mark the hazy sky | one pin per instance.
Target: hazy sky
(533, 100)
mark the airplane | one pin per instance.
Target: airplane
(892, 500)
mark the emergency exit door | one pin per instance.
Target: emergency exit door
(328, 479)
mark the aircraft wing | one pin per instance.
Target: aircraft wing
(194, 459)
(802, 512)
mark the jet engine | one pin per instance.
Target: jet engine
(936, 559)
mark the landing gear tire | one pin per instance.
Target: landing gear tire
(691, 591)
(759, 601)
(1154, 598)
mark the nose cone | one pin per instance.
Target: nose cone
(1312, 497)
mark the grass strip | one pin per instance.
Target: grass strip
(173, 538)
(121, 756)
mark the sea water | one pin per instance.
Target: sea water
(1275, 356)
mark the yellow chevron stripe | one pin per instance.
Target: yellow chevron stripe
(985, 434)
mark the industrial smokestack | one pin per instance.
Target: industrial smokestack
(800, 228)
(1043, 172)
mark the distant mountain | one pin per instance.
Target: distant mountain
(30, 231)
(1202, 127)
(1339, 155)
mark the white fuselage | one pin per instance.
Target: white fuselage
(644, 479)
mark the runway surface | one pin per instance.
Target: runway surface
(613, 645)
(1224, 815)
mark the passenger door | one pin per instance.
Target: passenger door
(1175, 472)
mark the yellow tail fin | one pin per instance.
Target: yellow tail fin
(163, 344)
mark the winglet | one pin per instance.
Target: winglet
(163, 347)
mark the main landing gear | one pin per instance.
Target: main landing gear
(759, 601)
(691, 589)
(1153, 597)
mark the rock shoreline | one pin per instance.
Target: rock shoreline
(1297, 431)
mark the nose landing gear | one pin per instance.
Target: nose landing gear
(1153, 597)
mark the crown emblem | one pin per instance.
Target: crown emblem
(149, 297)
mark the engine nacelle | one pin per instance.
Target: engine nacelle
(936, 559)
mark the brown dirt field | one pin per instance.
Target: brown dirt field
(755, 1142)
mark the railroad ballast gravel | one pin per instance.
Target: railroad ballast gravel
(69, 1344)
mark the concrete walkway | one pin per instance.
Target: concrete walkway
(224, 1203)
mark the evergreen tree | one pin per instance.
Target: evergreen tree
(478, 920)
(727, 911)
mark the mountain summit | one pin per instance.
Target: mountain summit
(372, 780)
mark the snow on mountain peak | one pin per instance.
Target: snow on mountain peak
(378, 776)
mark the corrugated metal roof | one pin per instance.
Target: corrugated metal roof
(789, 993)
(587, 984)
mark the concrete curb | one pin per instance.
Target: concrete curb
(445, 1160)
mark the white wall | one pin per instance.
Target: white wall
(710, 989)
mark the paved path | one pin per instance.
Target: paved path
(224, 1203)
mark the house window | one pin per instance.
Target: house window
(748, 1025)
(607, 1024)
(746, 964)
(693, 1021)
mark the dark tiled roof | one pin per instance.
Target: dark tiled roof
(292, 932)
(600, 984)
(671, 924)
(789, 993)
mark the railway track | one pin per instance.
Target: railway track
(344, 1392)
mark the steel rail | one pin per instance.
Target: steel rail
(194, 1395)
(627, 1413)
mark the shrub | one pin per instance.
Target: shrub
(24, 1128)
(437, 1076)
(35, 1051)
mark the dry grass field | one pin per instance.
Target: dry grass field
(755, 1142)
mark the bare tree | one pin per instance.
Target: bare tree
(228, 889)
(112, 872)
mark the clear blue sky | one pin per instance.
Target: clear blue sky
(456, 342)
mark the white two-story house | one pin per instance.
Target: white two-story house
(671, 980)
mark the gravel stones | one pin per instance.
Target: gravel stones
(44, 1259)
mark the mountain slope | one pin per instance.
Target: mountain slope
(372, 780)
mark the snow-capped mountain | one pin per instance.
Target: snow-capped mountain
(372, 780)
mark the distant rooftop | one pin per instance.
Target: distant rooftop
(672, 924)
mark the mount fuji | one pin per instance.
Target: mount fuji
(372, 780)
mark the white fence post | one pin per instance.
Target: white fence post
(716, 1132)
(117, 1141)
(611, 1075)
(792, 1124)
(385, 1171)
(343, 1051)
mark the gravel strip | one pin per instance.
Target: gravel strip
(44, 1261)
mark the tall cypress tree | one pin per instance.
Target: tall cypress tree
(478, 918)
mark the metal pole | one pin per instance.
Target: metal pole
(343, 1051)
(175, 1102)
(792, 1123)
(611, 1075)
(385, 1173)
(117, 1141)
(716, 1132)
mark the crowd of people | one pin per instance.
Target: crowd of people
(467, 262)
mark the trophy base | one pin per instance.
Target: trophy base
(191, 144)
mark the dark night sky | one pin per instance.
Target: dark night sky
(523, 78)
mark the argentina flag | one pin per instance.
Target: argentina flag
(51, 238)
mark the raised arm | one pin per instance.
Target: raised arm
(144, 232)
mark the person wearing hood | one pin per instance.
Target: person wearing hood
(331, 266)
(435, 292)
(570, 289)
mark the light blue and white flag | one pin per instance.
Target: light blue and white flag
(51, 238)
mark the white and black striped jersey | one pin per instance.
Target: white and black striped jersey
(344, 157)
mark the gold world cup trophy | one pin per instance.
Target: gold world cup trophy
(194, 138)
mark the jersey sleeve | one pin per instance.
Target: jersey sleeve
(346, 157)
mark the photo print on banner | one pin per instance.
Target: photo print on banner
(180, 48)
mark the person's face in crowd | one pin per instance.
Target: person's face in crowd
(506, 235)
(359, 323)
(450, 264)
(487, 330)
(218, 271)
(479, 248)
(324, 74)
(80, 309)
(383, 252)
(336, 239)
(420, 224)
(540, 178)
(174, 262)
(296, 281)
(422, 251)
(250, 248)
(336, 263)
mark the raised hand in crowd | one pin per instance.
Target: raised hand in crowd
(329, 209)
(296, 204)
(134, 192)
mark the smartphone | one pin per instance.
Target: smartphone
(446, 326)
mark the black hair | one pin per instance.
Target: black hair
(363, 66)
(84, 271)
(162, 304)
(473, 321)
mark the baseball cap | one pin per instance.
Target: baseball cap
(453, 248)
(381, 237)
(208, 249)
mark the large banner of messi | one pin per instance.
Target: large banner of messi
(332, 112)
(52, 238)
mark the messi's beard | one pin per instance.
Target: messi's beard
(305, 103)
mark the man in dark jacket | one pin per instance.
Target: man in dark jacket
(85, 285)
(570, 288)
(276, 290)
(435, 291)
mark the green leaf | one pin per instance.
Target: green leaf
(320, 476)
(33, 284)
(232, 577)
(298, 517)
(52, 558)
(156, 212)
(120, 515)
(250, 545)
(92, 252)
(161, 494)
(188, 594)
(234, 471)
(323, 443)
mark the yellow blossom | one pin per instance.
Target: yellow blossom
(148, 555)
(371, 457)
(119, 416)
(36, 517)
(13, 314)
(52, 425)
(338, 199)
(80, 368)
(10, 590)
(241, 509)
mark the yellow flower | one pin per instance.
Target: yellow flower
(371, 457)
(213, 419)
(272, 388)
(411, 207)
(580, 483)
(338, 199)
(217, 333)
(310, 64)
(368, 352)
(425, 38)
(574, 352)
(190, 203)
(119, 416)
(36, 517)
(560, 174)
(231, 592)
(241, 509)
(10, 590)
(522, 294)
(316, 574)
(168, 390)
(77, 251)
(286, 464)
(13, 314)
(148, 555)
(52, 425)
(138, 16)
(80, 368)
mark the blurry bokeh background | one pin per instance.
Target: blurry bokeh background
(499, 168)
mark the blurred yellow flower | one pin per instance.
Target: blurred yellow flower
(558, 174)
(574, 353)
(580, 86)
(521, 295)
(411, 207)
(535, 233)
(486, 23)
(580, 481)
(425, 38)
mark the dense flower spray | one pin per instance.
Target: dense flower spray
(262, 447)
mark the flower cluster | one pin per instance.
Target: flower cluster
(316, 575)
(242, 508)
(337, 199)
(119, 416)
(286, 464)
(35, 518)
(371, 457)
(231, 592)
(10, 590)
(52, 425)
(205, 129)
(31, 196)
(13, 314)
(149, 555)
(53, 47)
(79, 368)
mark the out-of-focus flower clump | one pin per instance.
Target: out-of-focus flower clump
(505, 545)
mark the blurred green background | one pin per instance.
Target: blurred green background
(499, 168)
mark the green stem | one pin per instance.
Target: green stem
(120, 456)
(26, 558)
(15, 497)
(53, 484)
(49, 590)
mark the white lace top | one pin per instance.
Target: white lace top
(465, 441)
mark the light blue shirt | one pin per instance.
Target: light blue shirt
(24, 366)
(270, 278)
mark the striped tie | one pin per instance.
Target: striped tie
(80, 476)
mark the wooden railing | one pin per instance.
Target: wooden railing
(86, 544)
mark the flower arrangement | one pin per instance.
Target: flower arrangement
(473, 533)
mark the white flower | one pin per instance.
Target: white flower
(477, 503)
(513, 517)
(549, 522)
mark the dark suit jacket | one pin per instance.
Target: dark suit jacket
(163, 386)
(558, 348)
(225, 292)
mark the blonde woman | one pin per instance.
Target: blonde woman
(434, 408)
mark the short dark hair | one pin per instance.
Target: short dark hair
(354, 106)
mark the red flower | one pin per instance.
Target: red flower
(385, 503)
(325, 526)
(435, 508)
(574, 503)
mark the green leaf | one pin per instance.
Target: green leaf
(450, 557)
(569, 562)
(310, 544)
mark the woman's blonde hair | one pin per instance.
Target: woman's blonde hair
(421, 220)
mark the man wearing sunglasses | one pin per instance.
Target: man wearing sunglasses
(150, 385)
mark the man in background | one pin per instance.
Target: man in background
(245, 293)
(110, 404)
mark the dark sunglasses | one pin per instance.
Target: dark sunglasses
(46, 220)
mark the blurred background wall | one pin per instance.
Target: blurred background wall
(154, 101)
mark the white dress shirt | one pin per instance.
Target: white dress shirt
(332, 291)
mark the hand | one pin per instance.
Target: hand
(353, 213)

____

> WHAT TO PRODUCE
Write out the data again from the start through the line containing "(1224, 815)", replacing "sea water" with "ocean water" and keeping everything else the same.

> ANSWER TO THIS PROBLEM
mark the hazy sky | one pin per instance.
Target: hazy sky
(533, 100)
mark the airplane | one pin per instance.
Target: airplane
(892, 500)
mark the emergency exit door | one pin per instance.
Target: emergency exit door
(328, 479)
mark the aircraft wing | one pin per instance.
Target: aircraft wing
(194, 459)
(802, 512)
mark the jet engine | one pin per instance.
Target: jet engine
(936, 559)
mark the landing gear tire | one pin per instance.
Target: landing gear tire
(691, 591)
(759, 601)
(1154, 598)
mark the nose cone | one pin per instance.
Target: nose cone
(1312, 497)
mark the grass strip | one pin per instance.
Target: grass strip
(173, 538)
(121, 756)
mark the ocean water | one pin per instance.
Target: ocean water
(1275, 356)
mark the yellow chevron stripe | one pin per instance.
Target: yellow chevron stripe
(985, 434)
mark the industrial smokestack | one pin per instance.
Target: industrial smokestack
(800, 228)
(1043, 172)
mark the distant mountain | one pin per instance.
Target: distant mountain
(30, 231)
(1202, 127)
(1339, 155)
mark the white fuselage | one pin per instance.
Target: white fuselage
(644, 479)
mark the runway surface | one pin per instance.
Target: runway surface
(613, 645)
(1224, 815)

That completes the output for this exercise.